— Requirements —
1. Write out the part of the forum thread about separating students by intelligence from "social stratification is" to "the real world)".
2. In the forum thread about separating students by intelligence, what does Roger A. Shrubber say gives you the ability to deal with adversity later in life?
3. Continue the forum thread about separating students by intelligence from its last post.

— Given text —
>>>>

I just spend a lot more individual time with the ones who struggle, and it seems to make all the difference in the world to the majority of them. Many college kids still need a lot of mentoring, guidance and remedial instruction.


----------



## Roger A. Shrubber (Apr 30, 2018)

i agree with you as far as the sociological aspects go. i wasn't suggesting segregation because of social stratification, i was suggest it because of intellectual disparity. the more intelligent are held back by the less, and the less intelligent feel inadequate next to the more intelligent


----------



## alltatup (Apr 30, 2018)

Roger A. Shrubber said:


> i agree with you as far as the sociological aspects go. i wasn't suggesting segregation because of social stratification, i was suggest it because of intellectual disparity. the more intelligent are held back by the less, and the less intelligent feel inadequate next to the more intelligent


I'm not sure we can separate social stratification from "intellectual disparity": I think they go hand in hand in a white supremecist society and culture.


----------



## Roger A. Shrubber (Apr 30, 2018)

i don't feel like any kind of supremacist. i never suggested that i'd be in the "more intelligent" segment.....i'd just be glad to fall in that middle ground.

social stratification is artificial, people can buy their way into a different, "higher" social strata, and lose their standing and be forced into a lower strata, with no regard to intelligence or ability. even if you're part of a "layer" you're still mobile within that layer.

intellectual differences are real. the reason they measure IQ is that they can....(not that its a useful metric in the real world)
some people learn faster. that's real. makes no difference that the slower learners feel bad, it's still real.
people should have to earn self esteem. if you hand it to someone on a little certificate, they didn't earn it, and it's not real. earned self esteem is what gives you the ability to deal with adversity later in life. holding people back from their potential so that others won't feel bad, is supremely stupid.

<<<<

— Data shown —
>>>>

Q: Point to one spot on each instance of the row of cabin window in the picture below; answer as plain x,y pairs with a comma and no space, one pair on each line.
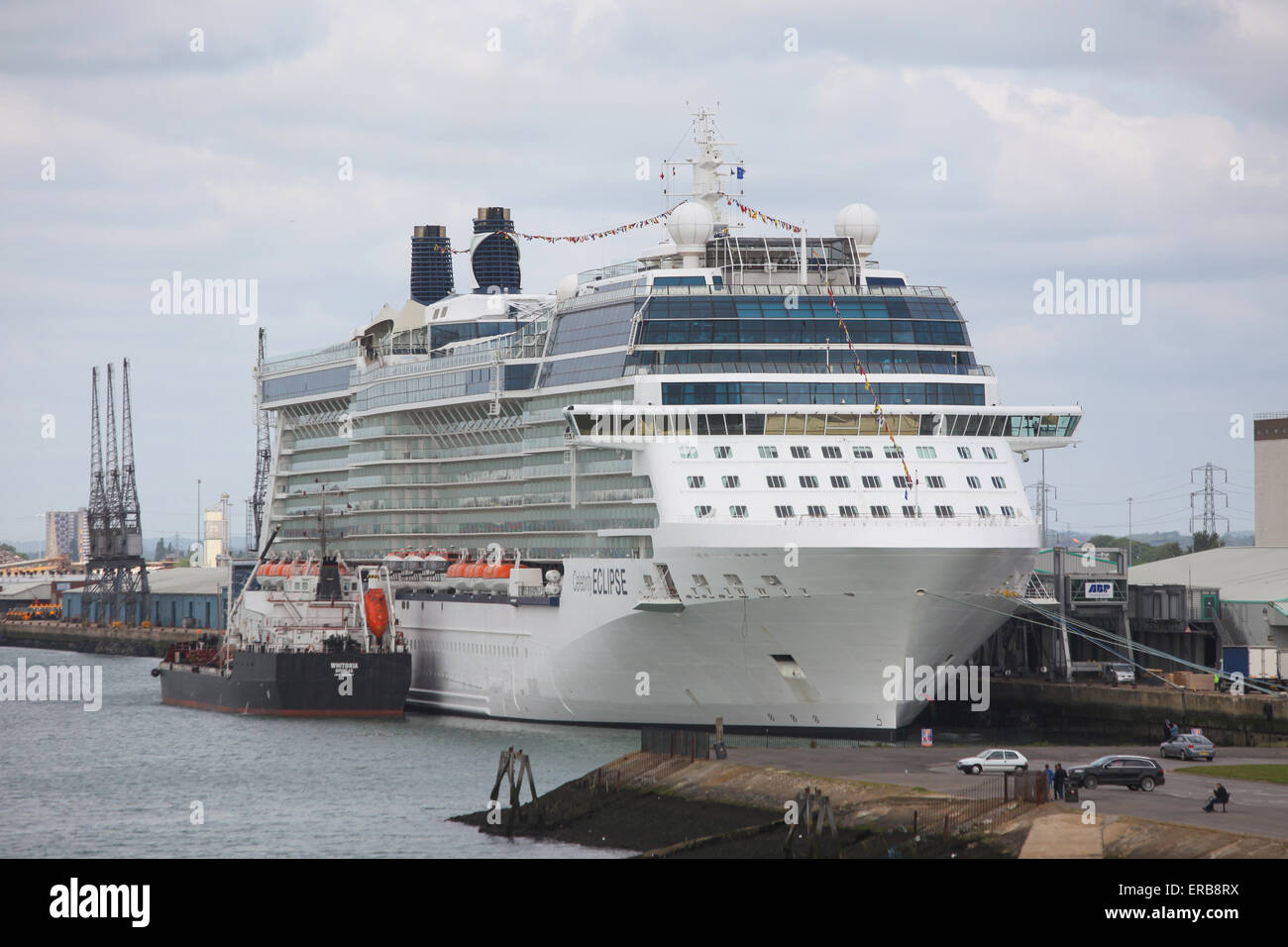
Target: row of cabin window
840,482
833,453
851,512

<<<<
>>>>

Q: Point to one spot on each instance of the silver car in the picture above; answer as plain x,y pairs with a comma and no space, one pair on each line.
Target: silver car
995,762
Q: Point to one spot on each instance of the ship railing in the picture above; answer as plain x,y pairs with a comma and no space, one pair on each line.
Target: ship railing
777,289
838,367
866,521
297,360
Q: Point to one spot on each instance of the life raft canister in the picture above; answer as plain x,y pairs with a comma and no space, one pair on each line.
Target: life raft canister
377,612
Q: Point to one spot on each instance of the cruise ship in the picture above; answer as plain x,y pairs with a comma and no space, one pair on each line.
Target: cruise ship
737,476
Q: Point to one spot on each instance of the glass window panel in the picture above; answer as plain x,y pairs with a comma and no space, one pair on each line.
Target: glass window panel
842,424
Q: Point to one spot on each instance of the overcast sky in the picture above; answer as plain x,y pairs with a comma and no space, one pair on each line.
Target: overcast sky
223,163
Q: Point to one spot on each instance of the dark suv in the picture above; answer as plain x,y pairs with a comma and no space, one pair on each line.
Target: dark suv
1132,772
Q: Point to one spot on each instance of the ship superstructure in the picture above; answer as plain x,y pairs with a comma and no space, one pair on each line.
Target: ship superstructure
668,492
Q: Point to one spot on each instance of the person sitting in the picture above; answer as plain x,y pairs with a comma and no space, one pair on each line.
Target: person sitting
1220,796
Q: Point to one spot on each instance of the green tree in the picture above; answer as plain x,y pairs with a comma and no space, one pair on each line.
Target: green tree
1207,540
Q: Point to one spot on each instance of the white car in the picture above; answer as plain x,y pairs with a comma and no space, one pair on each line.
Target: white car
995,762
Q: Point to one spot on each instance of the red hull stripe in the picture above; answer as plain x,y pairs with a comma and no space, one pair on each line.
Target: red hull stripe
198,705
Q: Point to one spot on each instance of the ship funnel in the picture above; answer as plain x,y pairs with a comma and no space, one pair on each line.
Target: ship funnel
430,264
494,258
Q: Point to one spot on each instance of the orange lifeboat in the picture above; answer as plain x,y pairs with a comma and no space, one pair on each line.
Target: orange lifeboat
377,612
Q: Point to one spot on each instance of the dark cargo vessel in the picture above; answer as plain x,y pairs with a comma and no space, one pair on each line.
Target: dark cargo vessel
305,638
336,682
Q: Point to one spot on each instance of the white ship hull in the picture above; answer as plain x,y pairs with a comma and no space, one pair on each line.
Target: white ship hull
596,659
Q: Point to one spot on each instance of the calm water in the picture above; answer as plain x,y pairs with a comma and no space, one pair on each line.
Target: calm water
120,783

<<<<
>>>>

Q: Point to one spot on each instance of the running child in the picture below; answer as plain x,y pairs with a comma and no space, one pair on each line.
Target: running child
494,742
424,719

<<<<

— Responses —
1.
social stratification is artificial, people can buy their way into a different, "higher" social strata, and lose their standing and be forced into a lower strata, with no regard to intelligence or ability. even if you're part of a "layer" you're still mobile within that layer.

intellectual differences are real. the reason they measure IQ is that they can....(not that its a useful metric in the real world)

2. Earned self esteem.

3.
separate them, give them separate curricula, give them different goals to reach, and they can all feel that they've earned what they have.


----------



## Lucky Luke (Apr 30, 2018)

Interesting convo. My mum once told me that when she went to school there was three scools in the local area. 1 was for "smarter" kids. 2 was for the avg and 3 was for the trade school kids.

Not sure if that model has a place today but sometimes we need to look at the past for answers to the future.

Was a headmaster on the news/current affairs here last night that the students pick their own subjects (over 100 to choose from including robotics, coding etc) and can even pick there teacher. Idea is that the kids are more engaged and feel in control and therefore have better results that suit them. My internet is playing up but I believe it was this episode https://tenplay.com.au/channel-ten/the-project


----------



## alltatup (Apr 30, 2018)

Roger, I never meant to imply that you were a supremecist!!! I'm talking about our society, which I perceive as white supremecist. And most white people don't have the slightest idea of just how priveleged they are in our society, or how disadvantaged some minorities are because the middle class and above are so economically segregated and distant from impoverished communities. It never ceases to amaze me how sheltered the vast majority of white folks are.

Reminder: these are my views, my perspectives, so I assume nothing about yours. 

"IQ" differences are not the only kind of differences, and intelligence does not have merely one measurement because there are many ways that it manifests. Being able to read Shakespeare or do calculus is only one measure. Humans possess so much more intelligence (or lack thereof) on various levels and in various capacities. 

I value emotional intelligence highly, and I value all kinds of artistic intelligence very highly as well.


----------



## Beefbisquit (May 3, 2018)

NanoGadget said:


> Seems consistent with the judeo-christian god... you know, the one that sends to to hell to be tortured for all eternity if you don't love him enough or say naughty words.... yup, seems about right.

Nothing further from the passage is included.